Please rewrite the records starting at the line that contains "target: white and green playhouse" and ending at the line that contains "[[[33,39],[48,64],[91,56],[92,35],[75,8],[50,32],[33,30]]]", replacing "playhouse" with "clubhouse" and leaving everything else unchanged. Return only those lines.
## BEGIN RAW RECORDS
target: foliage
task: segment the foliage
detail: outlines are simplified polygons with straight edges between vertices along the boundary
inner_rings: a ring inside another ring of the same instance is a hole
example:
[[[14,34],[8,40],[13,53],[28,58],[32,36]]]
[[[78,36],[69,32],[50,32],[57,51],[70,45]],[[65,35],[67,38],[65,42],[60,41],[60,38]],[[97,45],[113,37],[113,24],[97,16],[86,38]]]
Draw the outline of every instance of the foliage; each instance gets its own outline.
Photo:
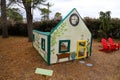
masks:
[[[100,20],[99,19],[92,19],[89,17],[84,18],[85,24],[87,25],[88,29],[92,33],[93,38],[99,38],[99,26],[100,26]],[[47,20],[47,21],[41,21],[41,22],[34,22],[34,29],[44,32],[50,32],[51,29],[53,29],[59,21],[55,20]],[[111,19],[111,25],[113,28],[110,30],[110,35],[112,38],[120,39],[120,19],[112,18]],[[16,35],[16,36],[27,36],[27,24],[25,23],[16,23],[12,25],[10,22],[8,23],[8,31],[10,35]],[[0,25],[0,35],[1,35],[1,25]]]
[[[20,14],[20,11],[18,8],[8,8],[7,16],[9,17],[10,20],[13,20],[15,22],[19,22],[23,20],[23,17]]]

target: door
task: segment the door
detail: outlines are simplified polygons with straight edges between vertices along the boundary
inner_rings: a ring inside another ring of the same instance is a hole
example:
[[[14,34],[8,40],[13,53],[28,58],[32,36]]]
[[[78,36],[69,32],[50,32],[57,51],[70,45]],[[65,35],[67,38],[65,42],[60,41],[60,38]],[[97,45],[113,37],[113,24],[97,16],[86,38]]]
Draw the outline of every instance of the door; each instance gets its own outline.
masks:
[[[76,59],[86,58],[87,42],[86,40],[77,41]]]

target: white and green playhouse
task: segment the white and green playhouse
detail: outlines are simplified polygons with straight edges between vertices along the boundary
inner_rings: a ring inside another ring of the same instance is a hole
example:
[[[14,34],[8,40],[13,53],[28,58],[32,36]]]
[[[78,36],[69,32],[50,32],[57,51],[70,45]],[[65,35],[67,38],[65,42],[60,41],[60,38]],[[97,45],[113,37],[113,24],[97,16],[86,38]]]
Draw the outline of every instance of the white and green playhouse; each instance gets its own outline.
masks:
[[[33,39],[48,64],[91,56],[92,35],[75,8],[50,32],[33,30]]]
## END RAW RECORDS
## BEGIN RAW RECORDS
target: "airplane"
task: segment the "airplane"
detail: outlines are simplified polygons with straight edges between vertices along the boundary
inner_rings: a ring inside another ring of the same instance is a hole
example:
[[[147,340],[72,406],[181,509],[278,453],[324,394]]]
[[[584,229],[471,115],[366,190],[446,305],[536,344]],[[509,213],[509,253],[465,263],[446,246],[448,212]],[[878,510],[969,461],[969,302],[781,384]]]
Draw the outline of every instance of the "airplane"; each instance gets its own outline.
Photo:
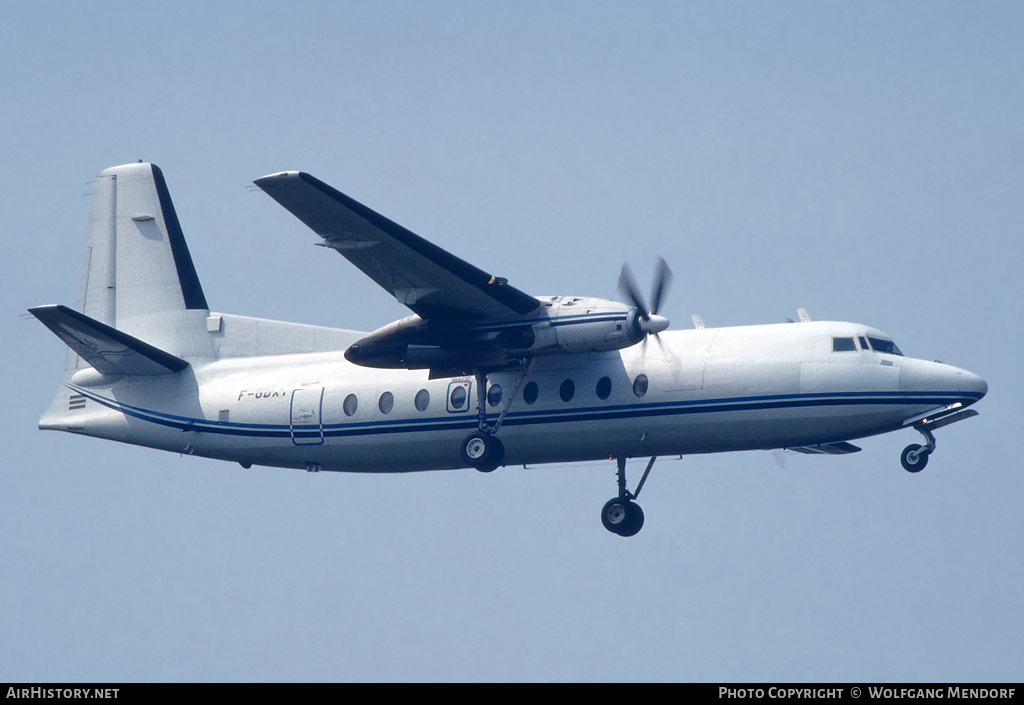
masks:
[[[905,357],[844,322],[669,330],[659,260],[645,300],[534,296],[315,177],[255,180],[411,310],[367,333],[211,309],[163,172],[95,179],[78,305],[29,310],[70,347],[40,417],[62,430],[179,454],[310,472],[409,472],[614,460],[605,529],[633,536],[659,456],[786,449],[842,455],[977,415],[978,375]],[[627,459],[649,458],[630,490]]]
## END RAW RECORDS
## BEGIN RAW RECORDS
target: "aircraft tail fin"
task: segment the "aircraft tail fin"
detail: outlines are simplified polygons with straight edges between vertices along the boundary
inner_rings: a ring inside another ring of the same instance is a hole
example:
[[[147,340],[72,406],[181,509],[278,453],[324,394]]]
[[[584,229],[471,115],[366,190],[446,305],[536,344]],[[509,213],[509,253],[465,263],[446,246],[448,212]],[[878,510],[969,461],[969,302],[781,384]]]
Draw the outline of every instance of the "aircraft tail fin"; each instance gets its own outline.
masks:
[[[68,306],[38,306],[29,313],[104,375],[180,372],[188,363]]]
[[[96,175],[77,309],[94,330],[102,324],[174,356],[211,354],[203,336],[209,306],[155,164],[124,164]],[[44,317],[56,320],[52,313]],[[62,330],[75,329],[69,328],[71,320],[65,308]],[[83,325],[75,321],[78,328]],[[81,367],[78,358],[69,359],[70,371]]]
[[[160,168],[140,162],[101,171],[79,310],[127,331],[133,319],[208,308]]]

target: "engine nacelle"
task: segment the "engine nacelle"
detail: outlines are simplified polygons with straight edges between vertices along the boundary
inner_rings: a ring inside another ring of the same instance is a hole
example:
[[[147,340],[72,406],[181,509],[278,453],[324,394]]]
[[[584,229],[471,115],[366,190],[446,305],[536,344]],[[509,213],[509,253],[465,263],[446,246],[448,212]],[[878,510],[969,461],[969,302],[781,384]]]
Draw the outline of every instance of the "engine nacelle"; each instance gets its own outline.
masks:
## END RAW RECORDS
ANSWER.
target: white and green clubhouse
task: segment the white and green clubhouse
detail: outlines are simplified polygons with straight edges between vertices along the boundary
inner_rings: a ring inside another ring of the same instance is a hole
example:
[[[14,34],[8,40],[13,53],[28,58],[32,36]]]
[[[78,36],[69,32],[50,32],[57,51],[70,45]],[[65,35],[67,38],[65,42],[60,41],[60,38]],[[97,45],[113,37],[113,24],[97,16],[86,38]]]
Draw the outline of every instance of the white and green clubhouse; each instance gets its own outline.
masks:
[[[33,39],[48,64],[91,56],[92,35],[75,8],[50,32],[33,30]]]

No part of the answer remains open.